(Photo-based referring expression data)
Segment Open

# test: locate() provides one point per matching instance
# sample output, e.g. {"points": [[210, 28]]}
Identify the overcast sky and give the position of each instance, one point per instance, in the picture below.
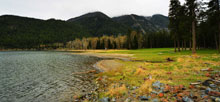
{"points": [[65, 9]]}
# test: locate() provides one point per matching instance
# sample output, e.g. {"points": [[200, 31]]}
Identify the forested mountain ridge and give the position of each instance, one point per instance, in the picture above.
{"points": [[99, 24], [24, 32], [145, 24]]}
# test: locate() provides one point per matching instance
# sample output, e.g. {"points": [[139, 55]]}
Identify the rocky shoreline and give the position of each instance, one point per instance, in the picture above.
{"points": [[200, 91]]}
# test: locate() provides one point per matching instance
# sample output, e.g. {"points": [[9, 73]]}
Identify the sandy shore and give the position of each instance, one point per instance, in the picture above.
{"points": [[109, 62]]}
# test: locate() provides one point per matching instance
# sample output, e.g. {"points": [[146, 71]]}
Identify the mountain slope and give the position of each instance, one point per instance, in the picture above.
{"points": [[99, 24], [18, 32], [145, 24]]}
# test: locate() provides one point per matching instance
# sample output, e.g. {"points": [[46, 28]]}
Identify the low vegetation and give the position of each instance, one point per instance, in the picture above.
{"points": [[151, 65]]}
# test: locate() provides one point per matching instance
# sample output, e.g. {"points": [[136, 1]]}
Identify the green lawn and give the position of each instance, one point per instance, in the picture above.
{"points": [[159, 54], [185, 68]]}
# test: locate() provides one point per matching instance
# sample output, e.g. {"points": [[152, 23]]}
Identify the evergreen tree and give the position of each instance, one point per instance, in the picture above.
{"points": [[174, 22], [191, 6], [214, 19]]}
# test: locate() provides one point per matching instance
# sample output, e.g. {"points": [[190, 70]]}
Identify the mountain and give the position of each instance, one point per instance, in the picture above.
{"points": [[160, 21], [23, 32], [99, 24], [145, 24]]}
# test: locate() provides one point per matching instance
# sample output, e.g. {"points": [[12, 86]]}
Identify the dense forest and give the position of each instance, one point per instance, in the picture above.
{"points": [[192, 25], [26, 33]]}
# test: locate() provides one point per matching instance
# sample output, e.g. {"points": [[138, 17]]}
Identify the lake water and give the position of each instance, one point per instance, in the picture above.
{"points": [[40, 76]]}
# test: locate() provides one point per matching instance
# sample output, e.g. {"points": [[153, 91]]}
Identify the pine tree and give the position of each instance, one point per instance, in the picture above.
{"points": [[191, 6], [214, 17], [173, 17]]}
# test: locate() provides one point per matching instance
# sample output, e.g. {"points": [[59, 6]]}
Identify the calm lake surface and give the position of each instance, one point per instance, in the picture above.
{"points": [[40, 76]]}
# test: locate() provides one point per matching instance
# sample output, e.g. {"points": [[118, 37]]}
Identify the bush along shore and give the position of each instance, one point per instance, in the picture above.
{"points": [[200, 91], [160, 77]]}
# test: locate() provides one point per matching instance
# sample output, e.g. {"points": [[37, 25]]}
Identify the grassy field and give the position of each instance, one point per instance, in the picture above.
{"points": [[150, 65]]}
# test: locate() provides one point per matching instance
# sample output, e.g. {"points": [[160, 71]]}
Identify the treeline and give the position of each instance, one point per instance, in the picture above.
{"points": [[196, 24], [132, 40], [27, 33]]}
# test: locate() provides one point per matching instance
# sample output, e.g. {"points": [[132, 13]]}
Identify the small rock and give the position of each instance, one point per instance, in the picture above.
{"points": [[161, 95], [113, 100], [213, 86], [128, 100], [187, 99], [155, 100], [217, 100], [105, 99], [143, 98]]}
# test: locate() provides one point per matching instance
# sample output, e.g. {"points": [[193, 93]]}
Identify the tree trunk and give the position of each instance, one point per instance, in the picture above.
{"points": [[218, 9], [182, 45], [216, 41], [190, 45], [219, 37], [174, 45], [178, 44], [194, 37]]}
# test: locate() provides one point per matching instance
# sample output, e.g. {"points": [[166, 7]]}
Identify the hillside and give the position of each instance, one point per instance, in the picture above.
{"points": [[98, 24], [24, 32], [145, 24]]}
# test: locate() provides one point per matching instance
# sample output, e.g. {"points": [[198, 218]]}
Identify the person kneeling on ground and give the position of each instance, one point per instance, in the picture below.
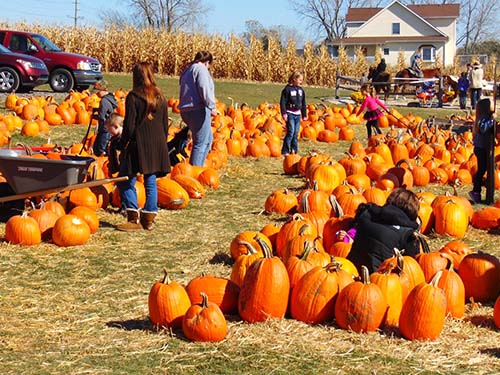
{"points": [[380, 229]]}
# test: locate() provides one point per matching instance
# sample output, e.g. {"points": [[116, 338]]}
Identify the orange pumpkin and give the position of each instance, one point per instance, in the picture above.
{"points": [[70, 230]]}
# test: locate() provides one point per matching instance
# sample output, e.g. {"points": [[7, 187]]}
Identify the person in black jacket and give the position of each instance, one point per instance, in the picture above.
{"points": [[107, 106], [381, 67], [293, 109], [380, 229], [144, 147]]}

Segment Closed

- Problem to solve
Reproduce the entries exactly. Do not carry over any picture.

- Exercise response
# test: locate() provides one point per matching instance
# sample output, e.g. {"points": [[210, 28]]}
Identify the overcast sky and give the position of each instance, one point per instance, in the picture below.
{"points": [[65, 9]]}
# test: locate() provides one point per matching instance
# sample output, e.g. {"points": [[200, 31]]}
Identify the forested mountain ridge and give the position of each instance, one point per instance, in the picture above.
{"points": [[99, 24], [24, 32], [145, 24]]}
# test: locate() provides one point per matching instance
# sample output, e.g. {"points": [[139, 55]]}
Identify the rocky shoreline and give the position of each instance, one point per instance, in the picture above.
{"points": [[200, 91]]}
# test: locate() provides one point per matching instance
# sample output, e.g. {"points": [[9, 73]]}
Identify the sandy shore and give the position of each instance, one point per instance, in the picture above.
{"points": [[109, 62]]}
# test: locate() provides one point per matching instance
# sample output, e.g. {"points": [[146, 71]]}
Identify the mountain slope and give the position of each instance, one point per instance, in the picture above.
{"points": [[99, 24], [18, 32], [145, 24]]}
# test: locate() provides one point per matching instance
# sample output, e.g. {"points": [[46, 28]]}
Identify the low vegetation and give the position of each instance, one point per instance, in the picture above.
{"points": [[151, 65]]}
# test: locate() provides one point per matching instance
# sample output, e.g. {"points": [[136, 1]]}
Identify the green lawn and give the position of each instance, one point per instance, in the picture above.
{"points": [[159, 54], [185, 68]]}
# test: locate() provides one point per matching instance
# sample output, e.g. {"points": [[152, 23]]}
Identify the evergreen tree and give the position of each instance, one point per instance, in the picture above.
{"points": [[174, 22], [191, 6], [214, 19]]}
# test: locate() provides one point per matching instance
# sample output, e.g. {"points": [[190, 70]]}
Identify the mountain and give the position of each instance, one point per instance, in the picture above.
{"points": [[160, 21], [23, 32], [99, 24], [145, 24]]}
# test: locate() provides one point per matching instance
# sample output, e.g. {"points": [[12, 86]]}
Identify the dense forest and give the position of each instance, one point per instance, in the picture above.
{"points": [[192, 25], [26, 33]]}
# test: locate() provides one point per matching instance
# sample output, e.g. {"points": [[138, 17]]}
Identify the lake water and give the position of each instance, one point per instance, in the picture above.
{"points": [[40, 76]]}
# test: locate() provides one point per matching instance
# sample output, e.g. {"points": [[153, 91]]}
Identify the pine tree and give the position of each instance, one point per instance, in the picture above.
{"points": [[191, 6], [214, 17], [173, 17]]}
# test: locate() provides one point per matching instance
# sample output, e.g. {"points": [[59, 6]]}
Identify the calm lake surface and give the position of each instance, one point per instance, in the picture above.
{"points": [[40, 76]]}
# test: locate() provides one point per matching instance
# sample output, e.g. {"points": [[118, 37]]}
Identify the bush along shore and give the position of each instance, one point per instance, in the picture above.
{"points": [[200, 91], [160, 77]]}
# test: locate() provides one point per matching instance
# sample output, e.g. {"points": [[37, 25]]}
Identify the grassy field and give the position of each instance, one point per instance, in the picture above.
{"points": [[150, 65]]}
# test: locate() provides one point per matching instance
# sample output, e.g. {"points": [[160, 71]]}
Identify the treeline and give the position of each instance, one point per instance, in the picture above.
{"points": [[196, 24], [132, 40], [27, 33]]}
# test: locate() provides one point per matching instance
# sample output, e.g. {"points": [[132, 13]]}
Identify the small rock and give the position of each instance, one point per instance, in the picture above.
{"points": [[161, 95], [113, 100], [213, 86], [128, 100], [187, 99], [155, 100], [217, 100], [105, 99], [143, 98]]}
# test: locate() provides one point per matching instance
# sample output, e.g. {"points": [[193, 93]]}
Identify the tree trunk and give the position of each instance, one point per instance, in the picture above.
{"points": [[218, 9], [182, 45], [216, 41], [190, 45], [219, 37], [174, 45], [178, 44], [194, 37]]}
# test: locate() provides one point per matching instance
# sample output, e.g. {"points": [[166, 7]]}
Identify the hillside and give the position of each instance, one point per instance, in the picture above.
{"points": [[98, 24], [24, 32], [145, 24]]}
# test: locate() provides one point per matching instance
# sample output, e.g. {"points": [[198, 218]]}
Identify the person kneeling on ground and give the position of each instance, one point per instance, in the picture below.
{"points": [[380, 229]]}
# test: locate() provides one point per matching instance
# sample output, e.g. {"points": [[116, 338]]}
Identify the orange pumpkin and give the position of each instance, one point per instance, in the picture above.
{"points": [[70, 230]]}
# test: locate() provides one point per matching instance
# sample output, e.g. {"points": [[7, 187]]}
Identify the person in black jacket and give the position of each instance, one point per instance, in the picture above.
{"points": [[107, 106], [381, 67], [293, 109], [380, 229], [144, 147]]}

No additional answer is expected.